▸ Exercise: Reproduce the data below verbatim, line for line, and omit the pictures.
═══ Material for the task ═══
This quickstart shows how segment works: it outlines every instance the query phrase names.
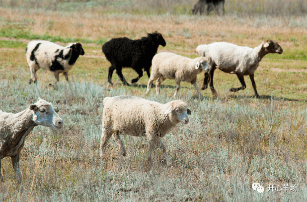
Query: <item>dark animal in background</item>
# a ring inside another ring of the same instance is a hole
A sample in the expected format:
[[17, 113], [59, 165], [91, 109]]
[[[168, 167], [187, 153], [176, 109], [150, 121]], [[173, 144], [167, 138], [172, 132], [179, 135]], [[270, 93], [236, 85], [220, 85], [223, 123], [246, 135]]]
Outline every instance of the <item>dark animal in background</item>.
[[109, 68], [108, 82], [112, 84], [113, 72], [116, 73], [124, 85], [130, 86], [122, 73], [123, 67], [131, 67], [139, 74], [139, 76], [131, 81], [137, 82], [143, 75], [142, 69], [150, 77], [150, 69], [152, 60], [156, 53], [159, 45], [165, 46], [166, 43], [162, 34], [155, 31], [147, 33], [147, 37], [140, 39], [132, 40], [127, 37], [111, 39], [102, 46], [102, 52], [111, 63]]
[[50, 70], [57, 81], [59, 74], [63, 73], [68, 81], [68, 73], [79, 55], [84, 54], [80, 43], [74, 43], [63, 47], [48, 41], [32, 41], [26, 49], [27, 61], [31, 71], [29, 82], [37, 82], [35, 73], [40, 69]]
[[199, 0], [192, 9], [193, 14], [196, 15], [198, 12], [201, 15], [206, 12], [207, 15], [210, 11], [216, 10], [219, 15], [225, 14], [224, 9], [225, 0]]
═══
▸ Response to this task:
This quickstart shows how segment works: it outlines every instance the query phrase names.
Query: <item>dark animal in background</item>
# a ring inside another ring of the same instance is a hole
A sample in the expected format:
[[17, 113], [59, 165], [91, 109]]
[[[168, 167], [187, 153], [176, 109], [150, 121]], [[173, 144], [167, 138], [172, 132], [179, 135]], [[270, 93], [236, 85], [220, 85], [223, 123], [246, 135]]]
Outline every instance of the <item>dark animal in background</item>.
[[109, 68], [108, 82], [112, 84], [113, 72], [116, 73], [124, 85], [130, 86], [122, 73], [123, 67], [131, 67], [139, 74], [139, 76], [131, 81], [137, 82], [143, 75], [142, 69], [150, 77], [150, 69], [152, 60], [156, 53], [159, 45], [165, 46], [166, 43], [162, 34], [155, 31], [147, 33], [147, 37], [140, 39], [132, 40], [127, 37], [111, 39], [102, 46], [102, 52], [111, 63]]
[[50, 70], [57, 81], [59, 74], [63, 73], [68, 81], [68, 73], [79, 55], [84, 54], [80, 43], [74, 43], [63, 47], [48, 41], [32, 41], [26, 49], [27, 61], [31, 71], [29, 82], [37, 82], [35, 73], [40, 69]]
[[199, 0], [192, 9], [193, 14], [196, 15], [198, 12], [201, 15], [206, 12], [207, 15], [210, 11], [216, 10], [219, 15], [225, 14], [224, 9], [225, 0]]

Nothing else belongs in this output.